Skip all pictures; return exactly the lines from the one containing "For every instance of the green" through the end of the data.

>>

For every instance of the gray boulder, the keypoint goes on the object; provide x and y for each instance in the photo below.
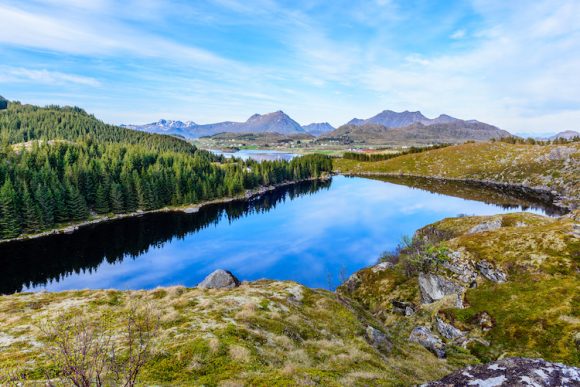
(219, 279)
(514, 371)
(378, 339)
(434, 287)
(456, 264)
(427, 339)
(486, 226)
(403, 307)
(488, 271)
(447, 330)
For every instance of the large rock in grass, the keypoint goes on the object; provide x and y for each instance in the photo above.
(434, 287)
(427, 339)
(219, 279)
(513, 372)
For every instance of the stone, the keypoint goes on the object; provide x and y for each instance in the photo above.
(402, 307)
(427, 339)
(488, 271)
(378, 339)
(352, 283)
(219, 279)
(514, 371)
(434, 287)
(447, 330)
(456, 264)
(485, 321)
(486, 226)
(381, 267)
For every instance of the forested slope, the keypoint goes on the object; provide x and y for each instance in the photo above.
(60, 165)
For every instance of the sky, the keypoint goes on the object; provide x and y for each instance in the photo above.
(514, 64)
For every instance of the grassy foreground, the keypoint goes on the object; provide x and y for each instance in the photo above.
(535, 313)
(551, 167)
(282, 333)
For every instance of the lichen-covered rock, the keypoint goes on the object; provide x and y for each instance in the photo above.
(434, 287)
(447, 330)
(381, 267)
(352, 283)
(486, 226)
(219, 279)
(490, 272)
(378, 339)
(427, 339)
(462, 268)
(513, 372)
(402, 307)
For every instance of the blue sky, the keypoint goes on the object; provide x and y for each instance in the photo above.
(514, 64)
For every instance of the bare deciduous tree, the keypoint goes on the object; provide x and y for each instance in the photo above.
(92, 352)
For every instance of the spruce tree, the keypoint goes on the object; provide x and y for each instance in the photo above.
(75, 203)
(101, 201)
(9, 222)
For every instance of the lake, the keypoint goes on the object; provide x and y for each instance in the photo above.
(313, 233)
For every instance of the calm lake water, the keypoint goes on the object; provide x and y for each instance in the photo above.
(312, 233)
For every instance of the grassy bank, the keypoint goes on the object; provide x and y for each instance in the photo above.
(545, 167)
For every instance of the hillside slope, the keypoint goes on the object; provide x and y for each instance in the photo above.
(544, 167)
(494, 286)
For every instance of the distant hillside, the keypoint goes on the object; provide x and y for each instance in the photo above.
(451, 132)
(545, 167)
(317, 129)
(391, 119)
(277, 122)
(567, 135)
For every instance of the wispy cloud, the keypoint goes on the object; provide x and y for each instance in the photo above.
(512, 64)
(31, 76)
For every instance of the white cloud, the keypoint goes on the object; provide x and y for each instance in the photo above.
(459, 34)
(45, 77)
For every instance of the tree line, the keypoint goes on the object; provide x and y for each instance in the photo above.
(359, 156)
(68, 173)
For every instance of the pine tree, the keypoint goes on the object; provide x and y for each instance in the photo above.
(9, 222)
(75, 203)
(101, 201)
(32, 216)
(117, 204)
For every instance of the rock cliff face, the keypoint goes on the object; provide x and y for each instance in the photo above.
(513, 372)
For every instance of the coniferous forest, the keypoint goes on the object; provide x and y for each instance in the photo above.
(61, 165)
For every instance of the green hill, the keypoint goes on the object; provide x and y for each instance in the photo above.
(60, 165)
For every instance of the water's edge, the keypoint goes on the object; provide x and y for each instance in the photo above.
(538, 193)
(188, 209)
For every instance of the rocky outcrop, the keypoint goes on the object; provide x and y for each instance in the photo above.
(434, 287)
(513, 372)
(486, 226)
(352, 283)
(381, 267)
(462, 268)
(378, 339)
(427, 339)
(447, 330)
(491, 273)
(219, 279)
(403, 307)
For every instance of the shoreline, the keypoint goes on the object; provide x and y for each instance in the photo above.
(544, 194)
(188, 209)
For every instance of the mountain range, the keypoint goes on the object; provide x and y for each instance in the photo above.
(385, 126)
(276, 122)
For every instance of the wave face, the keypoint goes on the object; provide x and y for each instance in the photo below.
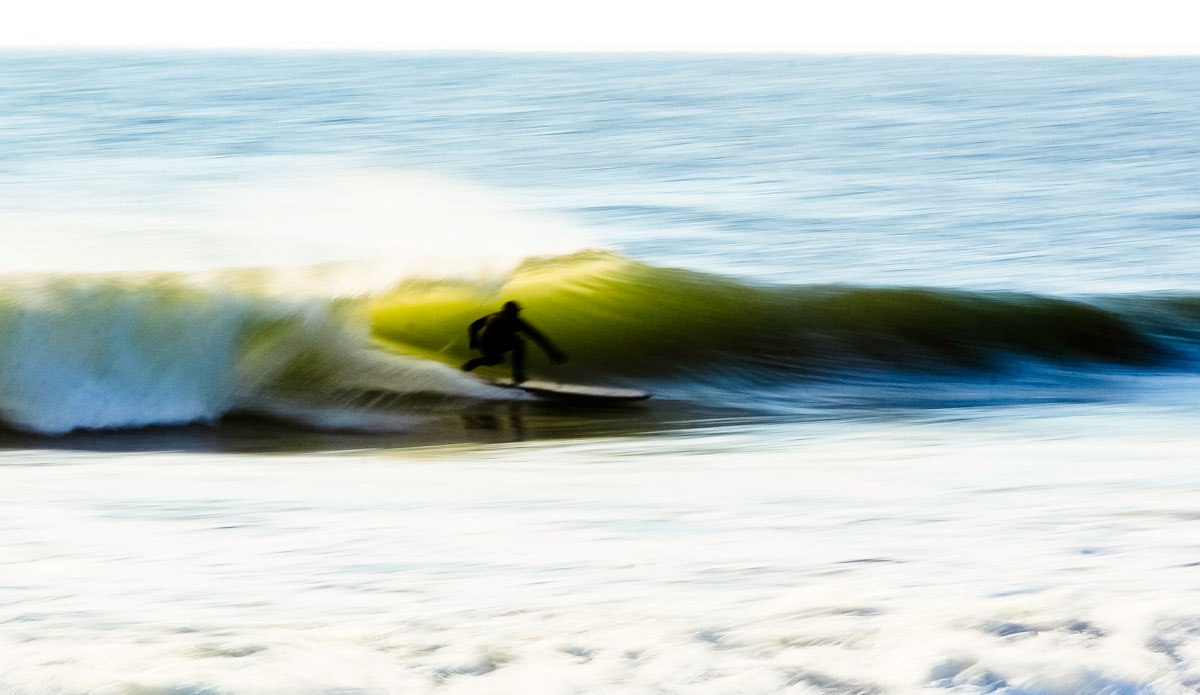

<<

Answer to this task
For every instance of the green hill, the keypoint goes on the object; provide x and y for each instance in the photo above.
(60, 165)
For every instance of the water's edge, the keypoint goes on the object; provide x and y for each instance in the photo above.
(538, 193)
(188, 209)
For every instance of the rocky outcrop, the keypoint goes on the object; provide x and y for each instance in the photo above.
(434, 287)
(513, 372)
(486, 226)
(352, 283)
(381, 267)
(462, 268)
(378, 339)
(427, 339)
(447, 330)
(491, 273)
(219, 279)
(403, 307)
For every instance of the shoreline, the keypoint goes on the object; provide x and y for each instance in the photo above.
(544, 194)
(188, 209)
For every instance of the mountain range, the keypoint goes on the object; provide x and y for each instance in the photo above.
(385, 126)
(276, 122)
For every instance of the wave face, the keypoint goes on the object; provide x and y for each instance in the photo below.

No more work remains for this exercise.